» **EXERCISE REQUIREMENTS**: Word for word, restate each entry that appears below.

[Records from a data source]
--------

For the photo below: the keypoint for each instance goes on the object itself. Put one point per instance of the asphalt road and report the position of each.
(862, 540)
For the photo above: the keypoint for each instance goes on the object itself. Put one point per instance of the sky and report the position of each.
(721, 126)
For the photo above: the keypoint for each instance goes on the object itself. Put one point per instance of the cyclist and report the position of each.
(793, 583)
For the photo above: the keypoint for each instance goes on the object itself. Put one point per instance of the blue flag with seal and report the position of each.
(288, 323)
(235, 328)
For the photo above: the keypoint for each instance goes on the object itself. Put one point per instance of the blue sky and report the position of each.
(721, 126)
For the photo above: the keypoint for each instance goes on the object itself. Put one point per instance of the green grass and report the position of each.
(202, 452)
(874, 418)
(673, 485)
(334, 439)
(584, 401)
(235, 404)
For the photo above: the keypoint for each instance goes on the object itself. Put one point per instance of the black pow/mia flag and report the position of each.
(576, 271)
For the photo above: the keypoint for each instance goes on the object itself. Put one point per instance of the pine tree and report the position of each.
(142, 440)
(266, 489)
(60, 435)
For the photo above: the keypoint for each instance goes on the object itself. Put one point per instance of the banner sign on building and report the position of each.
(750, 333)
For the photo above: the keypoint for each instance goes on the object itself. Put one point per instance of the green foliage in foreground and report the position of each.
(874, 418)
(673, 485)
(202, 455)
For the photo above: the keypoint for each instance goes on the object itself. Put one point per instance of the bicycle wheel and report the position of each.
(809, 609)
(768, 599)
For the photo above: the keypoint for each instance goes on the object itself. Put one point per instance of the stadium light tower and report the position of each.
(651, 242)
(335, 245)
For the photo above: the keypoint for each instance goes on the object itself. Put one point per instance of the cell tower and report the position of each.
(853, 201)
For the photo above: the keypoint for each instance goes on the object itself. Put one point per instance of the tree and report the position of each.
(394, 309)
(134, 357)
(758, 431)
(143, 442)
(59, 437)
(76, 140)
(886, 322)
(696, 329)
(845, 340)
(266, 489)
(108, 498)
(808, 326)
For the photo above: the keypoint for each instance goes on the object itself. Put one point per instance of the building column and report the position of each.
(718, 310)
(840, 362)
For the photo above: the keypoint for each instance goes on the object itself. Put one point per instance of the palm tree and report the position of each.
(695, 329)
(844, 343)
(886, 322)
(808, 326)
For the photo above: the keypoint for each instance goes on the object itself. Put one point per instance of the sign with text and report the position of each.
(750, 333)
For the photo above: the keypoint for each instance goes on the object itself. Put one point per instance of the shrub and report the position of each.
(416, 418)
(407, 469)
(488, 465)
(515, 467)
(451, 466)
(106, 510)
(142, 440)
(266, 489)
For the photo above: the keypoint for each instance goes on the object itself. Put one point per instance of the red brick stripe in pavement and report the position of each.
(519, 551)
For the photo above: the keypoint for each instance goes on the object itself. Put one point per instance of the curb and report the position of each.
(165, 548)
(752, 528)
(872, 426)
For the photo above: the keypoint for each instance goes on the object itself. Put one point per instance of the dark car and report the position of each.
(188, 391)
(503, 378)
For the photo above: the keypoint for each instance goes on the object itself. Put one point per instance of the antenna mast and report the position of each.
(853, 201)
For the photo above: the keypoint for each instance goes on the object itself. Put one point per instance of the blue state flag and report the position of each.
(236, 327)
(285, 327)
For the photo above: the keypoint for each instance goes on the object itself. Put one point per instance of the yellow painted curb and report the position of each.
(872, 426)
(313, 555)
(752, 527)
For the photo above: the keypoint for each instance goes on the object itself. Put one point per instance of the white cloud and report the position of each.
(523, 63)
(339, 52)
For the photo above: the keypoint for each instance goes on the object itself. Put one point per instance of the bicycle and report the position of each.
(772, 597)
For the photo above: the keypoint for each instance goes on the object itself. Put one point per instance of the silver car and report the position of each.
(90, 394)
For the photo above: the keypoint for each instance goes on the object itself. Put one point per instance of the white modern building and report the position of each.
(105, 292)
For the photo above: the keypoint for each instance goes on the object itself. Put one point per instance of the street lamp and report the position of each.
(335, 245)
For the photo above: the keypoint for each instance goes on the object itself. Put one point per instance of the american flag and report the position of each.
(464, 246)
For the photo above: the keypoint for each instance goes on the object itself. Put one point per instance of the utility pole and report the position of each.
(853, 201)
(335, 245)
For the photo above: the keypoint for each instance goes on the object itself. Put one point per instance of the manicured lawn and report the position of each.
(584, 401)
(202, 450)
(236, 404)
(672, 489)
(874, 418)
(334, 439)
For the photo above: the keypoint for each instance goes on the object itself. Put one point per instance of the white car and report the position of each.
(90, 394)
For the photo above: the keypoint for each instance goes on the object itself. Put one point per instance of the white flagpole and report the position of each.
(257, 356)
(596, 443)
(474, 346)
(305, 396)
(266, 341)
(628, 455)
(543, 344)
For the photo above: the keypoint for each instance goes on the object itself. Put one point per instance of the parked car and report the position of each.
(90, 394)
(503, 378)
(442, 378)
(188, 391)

--------

» **SOLUTION FOR THIS EXERCISE**:
For the photo below: the keypoint for each instance goes on the object itself. Put one point per instance of the asphalt road and report the position of each.
(862, 540)
For the photo above: the keypoint for each instance goes on the object itself. Put one point per instance of the sky and report the position of each.
(721, 126)
For the photo above: the keypoint for each instance goes on the object itself. Put one point per instance of the cyclist and report the position of each.
(793, 583)
For the photo above: the keypoint for each instance goes on the object itself. Put one point per instance of the blue flag with seal and report the position of each.
(288, 323)
(235, 328)
For the photo above: the keypoint for each instance goes on the object itself. Put one point per instance of the blue sky and report the position of each.
(721, 126)
For the photo above: the keypoint for each instance goes on the object itself. Put one point per instance of the green grass and report the position of each.
(202, 452)
(874, 418)
(673, 485)
(334, 439)
(584, 401)
(235, 404)
For the photo above: the keypoint for each instance goes on the object itself. Put one point per instance of the black pow/mia flag and report the position of each.
(576, 271)
For the photo above: the keypoint for each instance goes on the object itself. Put one point per instance of the pine tree and report the position of each.
(142, 440)
(266, 489)
(60, 435)
For the photo above: the keypoint for each instance goes on the object itself. Put one point per instance of the banner sign on building and report the position of each.
(750, 333)
For the photo above: the keypoint for each instance goes on the object itself. Put one point per instance of the green foliage in foreground and report the position of each.
(874, 418)
(673, 485)
(202, 455)
For the photo above: the keypoint for each instance goes on the object itself. Put one point per instance of the bicycle wheel and report the position of each.
(809, 609)
(768, 599)
For the photo above: the keypoint for each instance goes on the object itself. Put one point per instance of the stadium light tower and report the position of each.
(651, 242)
(335, 245)
For the photo above: the keypoint for each instance goes on the object itself. Put one point per instance of the cell tower and report the position of each.
(853, 201)
For the photo above: the keypoint for each instance goes on the object itself. Put one point per instance of the tree and report the position of each.
(394, 309)
(134, 357)
(758, 431)
(143, 442)
(59, 437)
(76, 140)
(886, 322)
(696, 329)
(845, 340)
(266, 489)
(108, 498)
(808, 326)
For the photo above: the keypoint for each instance goes on the object itself. Put one point per instance of the building column and report the position of each.
(718, 310)
(840, 362)
For the photo above: the keypoint for each instance goes on the object itself. Put one point per instance of the palm tree and report the position of each.
(695, 329)
(844, 343)
(886, 322)
(808, 326)
For the photo above: the keypoint for each instance goes on the object itself. Put one point per instance of the sign with text and report the position of each.
(750, 333)
For the photo above: the keypoint for each instance goes on the object itself. Put one point per instance of the shrub and report the position of each.
(416, 418)
(407, 469)
(488, 465)
(515, 467)
(451, 466)
(106, 510)
(142, 440)
(266, 489)
For the photo above: the keypoint for each instance goes on the object itself. Put one point per instance of the red brick stripe in pavement and report the position of each.
(519, 551)
For the photo above: the keypoint for each instance goes on the object itself. Put one point per instance of the curb and report the position of each.
(165, 548)
(752, 528)
(872, 426)
For the photo above: the keypoint for each instance goes on the object itself. Put one point per instance of the dark car and report the position of each.
(188, 391)
(503, 378)
For the photo above: the keypoint for each instance goes on the object itself. Put one point per instance of the antenna mast and report the position of each.
(853, 201)
For the photo above: the keypoint for each instance goes on the object itself. Put one point per instance of the blue state flag and report the position of each.
(236, 327)
(285, 327)
For the photo above: the keypoint for each instance goes on the object itself. Put one point per instance of the yellow painted curb and report the position of each.
(872, 426)
(313, 555)
(752, 527)
For the photo above: the keypoint for each instance goes on the object itself. Put one point per instance of the white cloud and report the position of each.
(523, 63)
(339, 52)
For the photo above: the keypoint for each instance goes on the object itself. Put one point per instance of the bicycle and report the position of each.
(772, 597)
For the photo above: the keypoint for each instance goes on the object itself. Put one point per instance of the silver car and report the position of each.
(90, 394)
For the photo above: the keypoint for each instance goes on the object itself. Put one point per instance of the white modern building and report the position of each.
(105, 292)
For the photo above: the keypoint for each instance goes on the object itself. Put one point per instance of the street lamp and report the position of each.
(335, 245)
For the photo above: the keypoint for each instance goes on the object itself. Put one point per instance of the american flag and report the position of each.
(464, 246)
For the photo above: the keypoint for each instance goes on the object itself. Put one point per instance of the utility pole and report the position of each.
(853, 201)
(335, 245)
For the photo above: the keypoint for each instance goes on the object itself. Put one point per instance of the manicured lawn and report the position of each.
(584, 401)
(202, 450)
(236, 404)
(672, 489)
(874, 418)
(334, 439)
For the photo above: the keypoint for each instance goes on the object itself. Put one point per instance of the white car and report the position of each.
(90, 394)
For the photo above: the keypoint for each instance goes on the object itself. Put one point per instance of the white flagpole and report the position of each.
(257, 356)
(596, 443)
(474, 346)
(305, 396)
(266, 341)
(628, 455)
(543, 344)
For the photo above: the keypoint for each instance goes on the object itself. Put one point per instance of the parked car and report the position of each.
(90, 394)
(503, 378)
(442, 378)
(188, 391)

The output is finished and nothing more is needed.